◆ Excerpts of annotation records
......

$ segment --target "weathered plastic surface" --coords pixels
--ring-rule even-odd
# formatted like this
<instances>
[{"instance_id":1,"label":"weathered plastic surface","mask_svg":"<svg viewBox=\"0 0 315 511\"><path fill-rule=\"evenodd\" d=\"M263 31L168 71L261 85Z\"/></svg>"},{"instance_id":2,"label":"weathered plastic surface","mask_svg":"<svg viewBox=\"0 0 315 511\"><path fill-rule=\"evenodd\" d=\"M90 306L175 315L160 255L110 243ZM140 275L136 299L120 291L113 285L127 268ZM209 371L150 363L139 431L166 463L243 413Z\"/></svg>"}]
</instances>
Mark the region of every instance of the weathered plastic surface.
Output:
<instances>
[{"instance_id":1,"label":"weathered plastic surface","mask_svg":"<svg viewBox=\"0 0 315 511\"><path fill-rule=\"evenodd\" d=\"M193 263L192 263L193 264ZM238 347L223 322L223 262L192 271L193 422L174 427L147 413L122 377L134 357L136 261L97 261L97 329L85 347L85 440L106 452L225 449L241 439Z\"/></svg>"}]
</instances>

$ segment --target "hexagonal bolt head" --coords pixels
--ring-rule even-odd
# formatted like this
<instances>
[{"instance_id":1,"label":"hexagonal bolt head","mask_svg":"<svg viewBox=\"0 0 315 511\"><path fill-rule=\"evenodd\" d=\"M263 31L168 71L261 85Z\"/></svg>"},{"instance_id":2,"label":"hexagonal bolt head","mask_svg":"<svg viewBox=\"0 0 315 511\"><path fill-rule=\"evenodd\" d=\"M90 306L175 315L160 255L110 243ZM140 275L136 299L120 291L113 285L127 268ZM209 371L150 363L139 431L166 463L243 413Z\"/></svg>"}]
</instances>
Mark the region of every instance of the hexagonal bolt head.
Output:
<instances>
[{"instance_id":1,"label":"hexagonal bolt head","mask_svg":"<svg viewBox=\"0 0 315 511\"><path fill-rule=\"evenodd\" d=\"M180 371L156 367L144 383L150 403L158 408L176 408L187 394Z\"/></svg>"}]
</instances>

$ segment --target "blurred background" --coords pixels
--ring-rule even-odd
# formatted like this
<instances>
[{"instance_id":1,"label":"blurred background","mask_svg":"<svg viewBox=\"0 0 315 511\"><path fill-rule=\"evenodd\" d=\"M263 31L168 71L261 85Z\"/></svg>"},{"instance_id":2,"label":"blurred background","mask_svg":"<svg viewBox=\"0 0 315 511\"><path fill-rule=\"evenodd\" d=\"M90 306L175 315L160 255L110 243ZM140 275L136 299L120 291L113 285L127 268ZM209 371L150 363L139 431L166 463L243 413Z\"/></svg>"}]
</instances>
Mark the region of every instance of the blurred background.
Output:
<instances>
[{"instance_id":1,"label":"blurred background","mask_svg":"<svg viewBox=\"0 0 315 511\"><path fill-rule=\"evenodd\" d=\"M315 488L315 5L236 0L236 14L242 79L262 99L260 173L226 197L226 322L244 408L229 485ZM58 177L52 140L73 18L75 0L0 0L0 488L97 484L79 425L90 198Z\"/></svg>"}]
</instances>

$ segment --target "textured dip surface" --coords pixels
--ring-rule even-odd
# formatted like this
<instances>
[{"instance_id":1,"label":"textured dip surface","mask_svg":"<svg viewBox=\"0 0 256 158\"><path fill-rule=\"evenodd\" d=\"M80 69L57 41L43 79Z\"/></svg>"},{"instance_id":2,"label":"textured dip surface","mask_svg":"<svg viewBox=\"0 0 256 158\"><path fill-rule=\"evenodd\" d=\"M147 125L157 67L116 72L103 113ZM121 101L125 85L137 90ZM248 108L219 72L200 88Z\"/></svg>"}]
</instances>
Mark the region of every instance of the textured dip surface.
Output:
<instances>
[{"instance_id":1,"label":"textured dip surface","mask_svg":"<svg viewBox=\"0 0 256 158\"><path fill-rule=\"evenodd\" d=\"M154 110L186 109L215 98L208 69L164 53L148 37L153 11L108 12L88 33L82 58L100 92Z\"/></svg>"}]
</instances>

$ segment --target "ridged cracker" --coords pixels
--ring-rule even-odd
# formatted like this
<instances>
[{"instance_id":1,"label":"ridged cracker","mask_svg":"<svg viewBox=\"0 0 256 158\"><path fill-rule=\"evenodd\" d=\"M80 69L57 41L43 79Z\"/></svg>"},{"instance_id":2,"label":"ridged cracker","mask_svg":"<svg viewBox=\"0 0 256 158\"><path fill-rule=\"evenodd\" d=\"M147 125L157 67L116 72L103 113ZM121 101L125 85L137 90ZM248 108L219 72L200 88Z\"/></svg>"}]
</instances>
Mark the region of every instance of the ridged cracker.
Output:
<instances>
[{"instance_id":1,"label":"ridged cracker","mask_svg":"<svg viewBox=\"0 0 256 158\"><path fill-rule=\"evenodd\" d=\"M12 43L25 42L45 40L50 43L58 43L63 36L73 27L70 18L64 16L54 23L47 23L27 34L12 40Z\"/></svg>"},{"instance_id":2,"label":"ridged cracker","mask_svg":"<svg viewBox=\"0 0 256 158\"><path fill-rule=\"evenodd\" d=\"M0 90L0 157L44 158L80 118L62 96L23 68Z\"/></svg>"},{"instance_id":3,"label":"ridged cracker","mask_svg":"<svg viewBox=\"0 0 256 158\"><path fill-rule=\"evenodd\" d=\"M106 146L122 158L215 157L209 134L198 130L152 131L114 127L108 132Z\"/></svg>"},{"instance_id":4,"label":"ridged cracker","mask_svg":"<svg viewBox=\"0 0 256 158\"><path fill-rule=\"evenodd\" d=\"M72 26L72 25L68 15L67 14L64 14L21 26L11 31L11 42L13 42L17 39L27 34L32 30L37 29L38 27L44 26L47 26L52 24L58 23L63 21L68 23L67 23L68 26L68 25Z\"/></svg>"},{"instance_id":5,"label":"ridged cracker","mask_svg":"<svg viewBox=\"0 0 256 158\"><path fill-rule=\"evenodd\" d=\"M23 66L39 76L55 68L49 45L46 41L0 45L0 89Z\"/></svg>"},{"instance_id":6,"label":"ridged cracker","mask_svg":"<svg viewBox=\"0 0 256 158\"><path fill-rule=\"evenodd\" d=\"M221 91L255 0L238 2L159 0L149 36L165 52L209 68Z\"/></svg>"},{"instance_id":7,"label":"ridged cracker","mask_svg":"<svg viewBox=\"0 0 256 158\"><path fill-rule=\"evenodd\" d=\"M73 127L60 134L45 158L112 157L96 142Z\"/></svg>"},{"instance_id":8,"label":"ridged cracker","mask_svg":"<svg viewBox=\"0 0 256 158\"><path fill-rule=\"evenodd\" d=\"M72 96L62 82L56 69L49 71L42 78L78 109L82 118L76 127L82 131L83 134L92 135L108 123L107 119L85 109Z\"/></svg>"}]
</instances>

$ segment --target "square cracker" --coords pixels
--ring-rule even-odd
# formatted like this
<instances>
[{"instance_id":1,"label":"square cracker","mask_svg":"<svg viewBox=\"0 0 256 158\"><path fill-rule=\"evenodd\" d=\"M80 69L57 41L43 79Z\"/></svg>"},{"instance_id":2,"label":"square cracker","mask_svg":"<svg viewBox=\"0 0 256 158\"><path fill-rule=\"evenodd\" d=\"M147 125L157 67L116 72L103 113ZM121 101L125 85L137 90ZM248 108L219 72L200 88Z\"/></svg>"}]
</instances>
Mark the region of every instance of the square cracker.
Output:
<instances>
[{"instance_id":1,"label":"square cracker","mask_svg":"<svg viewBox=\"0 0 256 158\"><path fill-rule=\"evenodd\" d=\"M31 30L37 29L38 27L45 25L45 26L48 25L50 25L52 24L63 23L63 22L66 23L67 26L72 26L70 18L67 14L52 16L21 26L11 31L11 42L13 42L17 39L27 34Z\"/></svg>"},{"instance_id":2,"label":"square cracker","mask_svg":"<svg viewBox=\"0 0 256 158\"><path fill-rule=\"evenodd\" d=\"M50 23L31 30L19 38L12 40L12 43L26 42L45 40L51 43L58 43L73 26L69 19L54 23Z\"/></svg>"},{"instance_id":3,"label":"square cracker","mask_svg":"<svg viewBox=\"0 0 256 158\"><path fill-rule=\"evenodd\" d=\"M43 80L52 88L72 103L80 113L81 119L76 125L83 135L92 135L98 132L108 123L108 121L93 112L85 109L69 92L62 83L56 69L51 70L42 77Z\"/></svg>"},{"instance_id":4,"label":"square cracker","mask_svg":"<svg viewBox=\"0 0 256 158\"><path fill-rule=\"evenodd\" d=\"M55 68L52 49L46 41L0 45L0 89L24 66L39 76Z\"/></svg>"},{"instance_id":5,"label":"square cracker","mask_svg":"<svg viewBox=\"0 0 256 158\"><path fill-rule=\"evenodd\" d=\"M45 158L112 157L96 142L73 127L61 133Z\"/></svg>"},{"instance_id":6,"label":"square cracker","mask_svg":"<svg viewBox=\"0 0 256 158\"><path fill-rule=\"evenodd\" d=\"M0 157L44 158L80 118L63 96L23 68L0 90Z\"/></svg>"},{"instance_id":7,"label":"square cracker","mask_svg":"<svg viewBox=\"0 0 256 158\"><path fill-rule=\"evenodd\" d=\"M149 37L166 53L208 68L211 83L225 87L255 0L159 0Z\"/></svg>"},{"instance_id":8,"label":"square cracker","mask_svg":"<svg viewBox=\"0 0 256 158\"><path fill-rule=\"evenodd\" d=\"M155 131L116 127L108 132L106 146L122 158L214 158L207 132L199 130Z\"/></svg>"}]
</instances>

......

◆ WHAT YOU HAVE TO DO
Locate every line in the material above that contains the string "target" and copy each of those lines. Letter case must match.

◆ WRITTEN RESPONSE
$ segment --target "weathered plastic surface" --coords pixels
$ segment --target "hexagonal bolt head" --coords pixels
$ segment --target "blurred background" --coords pixels
$ segment --target "textured dip surface" --coords pixels
$ segment --target "ridged cracker" --coords pixels
$ segment --target "square cracker" --coords pixels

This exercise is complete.